#### [TASK PROMPT]
Return a faithful copy of all the entries, omitting the images.

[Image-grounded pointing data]
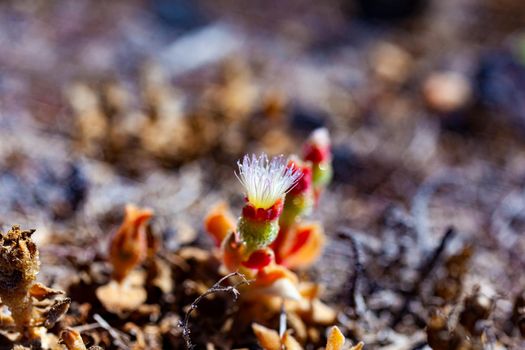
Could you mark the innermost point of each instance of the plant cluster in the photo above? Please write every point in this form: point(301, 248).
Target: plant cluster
point(271, 236)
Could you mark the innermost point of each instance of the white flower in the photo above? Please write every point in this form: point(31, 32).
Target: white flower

#### [EXERCISE ANSWER]
Could you mark the innermost point of each instance of the plant cluster in the photo above? Please write every point in this form: point(301, 248).
Target: plant cluster
point(271, 236)
Could you mark the innermost point of each instance of the white flower in the photo above? Please write every point in this form: point(31, 32).
Target: white flower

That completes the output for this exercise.